* _PROBLEM REQUIREMENTS_
Convert each line of the records below into a numbered list, omitting any blank lines. Leave the pictures out of your answer.

* _DATA LISTING_
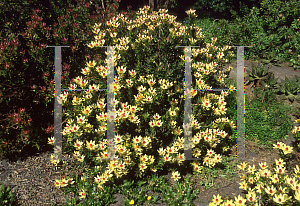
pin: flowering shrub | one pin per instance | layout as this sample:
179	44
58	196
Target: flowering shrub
145	149
26	74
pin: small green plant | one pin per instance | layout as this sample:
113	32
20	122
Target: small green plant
291	88
6	196
258	74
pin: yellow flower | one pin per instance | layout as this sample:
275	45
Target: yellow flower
217	200
280	199
51	140
242	166
82	194
176	175
57	183
239	200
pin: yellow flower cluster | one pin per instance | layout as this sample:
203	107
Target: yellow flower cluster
279	196
145	96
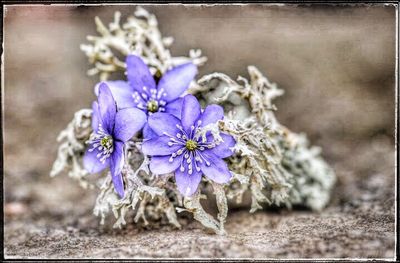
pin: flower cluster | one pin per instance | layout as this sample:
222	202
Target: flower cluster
171	126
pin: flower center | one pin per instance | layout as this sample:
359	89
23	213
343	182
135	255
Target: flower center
191	145
152	106
107	142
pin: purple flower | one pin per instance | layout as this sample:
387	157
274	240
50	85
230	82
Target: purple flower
141	90
178	146
111	129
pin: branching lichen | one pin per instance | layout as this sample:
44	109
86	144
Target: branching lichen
272	164
138	35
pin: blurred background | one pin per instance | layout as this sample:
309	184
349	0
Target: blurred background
335	63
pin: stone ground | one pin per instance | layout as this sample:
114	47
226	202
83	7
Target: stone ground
337	67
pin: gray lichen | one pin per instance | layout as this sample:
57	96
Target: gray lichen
271	163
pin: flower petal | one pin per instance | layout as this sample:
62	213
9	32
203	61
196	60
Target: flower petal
191	111
159	146
175	81
96	119
148	133
162	123
121	91
212	114
187	183
127	122
116	165
162	165
139	75
222	150
217	170
107	107
174	107
91	163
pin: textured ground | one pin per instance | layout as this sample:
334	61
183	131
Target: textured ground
337	67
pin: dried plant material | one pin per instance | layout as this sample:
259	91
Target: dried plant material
274	165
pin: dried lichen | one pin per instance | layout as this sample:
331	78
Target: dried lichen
138	35
276	166
280	166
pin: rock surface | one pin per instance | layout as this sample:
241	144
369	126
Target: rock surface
337	67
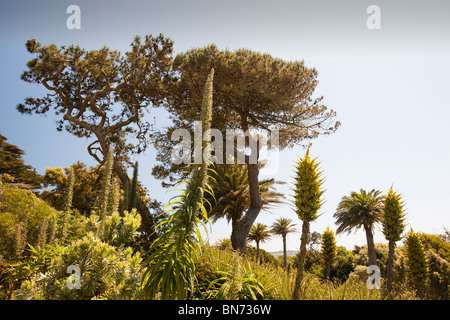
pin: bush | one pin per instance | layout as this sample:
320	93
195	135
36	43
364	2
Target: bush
106	272
22	215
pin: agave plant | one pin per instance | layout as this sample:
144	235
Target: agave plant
170	269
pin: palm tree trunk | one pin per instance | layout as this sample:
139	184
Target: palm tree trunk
390	265
370	246
301	260
284	252
257	251
241	227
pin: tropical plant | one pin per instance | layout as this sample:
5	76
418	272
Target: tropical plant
23	218
253	92
259	233
393	226
282	227
417	262
362	209
106	183
232	196
68	198
106	272
329	250
170	269
133	191
308	200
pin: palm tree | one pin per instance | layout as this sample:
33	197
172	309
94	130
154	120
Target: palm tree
308	201
362	209
393	226
258	233
282	227
232	196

* _REPLY_
1. pin: flowering shrub | one pin per instance | layout as this sample:
2. 179	44
3. 58	196
4. Target: flowering shrub
5. 145	149
6. 26	74
7. pin: small green plant | one pin per instance | layout as this sample:
8. 113	32
9. 20	122
10. Target: small green plant
11. 291	88
12. 6	196
13. 258	74
14. pin: yellow flower | one pin per instance | layout as this sample:
15. 275	45
16. Target: yellow flower
17. 217	200
18. 280	199
19. 51	140
20. 242	166
21. 82	194
22. 176	175
23. 57	183
24. 239	200
25. pin: yellow flower cluster | one pin per instance | layout as this sample:
26. 203	107
27. Target: yellow flower cluster
28. 279	196
29. 145	96
30. pin: flower cluster | one pin per instance | layout as this sample:
31. 222	202
32. Target: flower cluster
33. 171	126
34. pin: flower center | one pin per instance | layout as this sample:
35. 359	89
36. 23	213
37. 343	182
38. 135	255
39. Target: flower center
40. 191	145
41. 152	106
42. 107	142
43. pin: purple flower | one pin per instance | layout as this sample:
44. 387	157
45. 274	240
46. 50	85
47. 230	82
48. Target: purple flower
49. 141	90
50. 178	146
51. 111	129
52. pin: branching lichen | one pin per instance | layout as this sample:
53. 44	109
54. 86	144
55. Target: branching lichen
56. 272	164
57. 138	35
58. pin: blurred background | one pin per instance | layout as this sample:
59. 309	184
60. 349	0
61. Target: blurred background
62. 335	63
63. pin: stone ground | one pin per instance | layout as this sample:
64. 114	47
65. 226	202
66. 83	7
67. Target: stone ground
68. 337	67
69. pin: gray lichen | one pin per instance | layout as this sample:
70. 57	96
71. Target: gray lichen
72. 271	163
73. pin: flower petal | one pin per instance | layout as this sample:
74. 62	213
75. 9	32
76. 203	61
77. 196	60
78. Target: flower petal
79. 191	111
80. 159	146
81. 175	81
82. 96	119
83. 148	133
84. 162	123
85. 121	91
86. 212	114
87. 187	183
88. 127	122
89. 116	165
90. 162	165
91. 139	75
92. 222	150
93. 217	170
94. 107	107
95. 174	107
96. 91	163
97. pin: textured ground | one pin per instance | layout as this sample:
98. 334	61
99. 183	131
100. Target: textured ground
101. 337	67
102. pin: dried plant material | one pin per instance | layout as this sample:
103. 259	91
104. Target: dried plant material
105. 274	165
106. pin: dried lichen | one pin per instance | layout as this sample:
107. 331	78
108. Target: dried lichen
109. 138	35
110. 276	166
111. 280	166
112. pin: rock surface | one pin per instance | layout as this sample:
113. 241	144
114. 369	126
115. Target: rock surface
116. 337	67
117. pin: bush | one pin per instance | layout as this sample:
118. 320	93
119. 195	135
120. 36	43
121. 364	2
122. Target: bush
123. 106	272
124. 22	215
125. pin: agave plant | one pin per instance | layout as this sample:
126. 144	235
127. Target: agave plant
128. 170	269
129. pin: palm tree trunk | one pin per instance | layout as this sample:
130. 139	184
131. Target: palm tree trunk
132. 390	265
133. 370	246
134. 301	260
135. 284	252
136. 257	251
137. 241	227
138. pin: tropical plant | one pin per instance | layout as this sample:
139. 5	76
140. 418	272
141. Target: tropical plant
142. 23	218
143. 253	92
144. 259	233
145. 393	226
146. 282	227
147. 417	262
148. 362	209
149. 106	183
150. 232	196
151. 68	198
152. 106	272
153. 329	250
154. 170	269
155. 133	191
156. 308	200
157. pin: palm tree | one pin per instance | layout as this sample:
158. 33	197
159. 172	309
160. 94	130
161. 154	120
162. Target: palm tree
163. 308	201
164. 362	209
165. 393	226
166. 258	233
167. 282	227
168. 232	196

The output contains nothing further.